Wednesday was Zoo day.  Before leaving, Eds mum made fish maw soup (which is fish swim bladder - i did say i'd stick to the unusual) for breakfast.  We got to the zoo using a combination of a bus, underground and walking.  So Singapore is quite well known for being very clean, safe and generally just running very well.  Travelling to the zoo i couldn't quite believe the extent at which this really is true.  Me and JJ played a bet for the first person to spot any graffiti.  Nobody won.  You could almost play the same bet for spotting litter!  I had never realised how much nicer a place could look when it is clean.  And its not just the streets; every car is super shiny clean (above).  It sounds like i am exaggerating but even the taxis and trucks all look brand spanking new.  The Zoo was very impressive and possibly the best one i have visited.  The animals all look really happy which sounds silly but i usually tend to feel sorry for animals in zoos.  We spent a good 5 hours following the feeding times around the park and trying to see all there was to see.  A definite recommendation.
That evening Eds parents took us out to eat at a Hokkien restaurant called Beng Hiang.  Whats great about being with a family is that they know all the great places to go and the best things to order. This places speciality was steamed buns with braised pork.  Just looking at the sticky, sweet, fatty pork meat you could tell it was a heart attack on a plate (above) but quite easily the best tasting heart attack ever.  We also had a duck and sea cucumber soup which also went down well.  Sea cucumber has a jelly texture and doesn't taste of much other than the sauce it was in.  I am not the biggest fan of tea but chinese tea is ok and comes with every meal no matter what time of day.  After dinner we went home and got ready to go out clubbing.

_SOURCE DATA_:

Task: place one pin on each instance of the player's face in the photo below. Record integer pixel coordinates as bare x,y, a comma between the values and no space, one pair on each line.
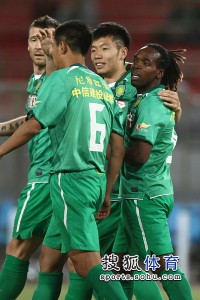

_EXERCISE BRIEF_:
Copy out the Singapore travel account word for word, in full. The material has nothing to do with the Singapore travel account.

_RESULT OF THE TASK_:
Wednesday was Zoo day.  Before leaving, Eds mum made fish maw soup (which is fish swim bladder - i did say i'd stick to the unusual) for breakfast.  We got to the zoo using a combination of a bus, underground and walking.  So Singapore is quite well known for being very clean, safe and generally just running very well.  Travelling to the zoo i couldn't quite believe the extent at which this really is true.  Me and JJ played a bet for the first person to spot any graffiti.  Nobody won.  You could almost play the same bet for spotting litter!  I had never realised how much nicer a place could look when it is clean.  And its not just the streets; every car is super shiny clean (above).  It sounds like i am exaggerating but even the taxis and trucks all look brand spanking new.  The Zoo was very impressive and possibly the best one i have visited.  The animals all look really happy which sounds silly but i usually tend to feel sorry for animals in zoos.  We spent a good 5 hours following the feeding times around the park and trying to see all there was to see.  A definite recommendation.
That evening Eds parents took us out to eat at a Hokkien restaurant called Beng Hiang.  Whats great about being with a family is that they know all the great places to go and the best things to order. This places speciality was steamed buns with braised pork.  Just looking at the sticky, sweet, fatty pork meat you could tell it was a heart attack on a plate (above) but quite easily the best tasting heart attack ever.  We also had a duck and sea cucumber soup which also went down well.  Sea cucumber has a jelly texture and doesn't taste of much other than the sauce it was in.  I am not the biggest fan of tea but chinese tea is ok and comes with every meal no matter what time of day.  After dinner we went home and got ready to go out clubbing.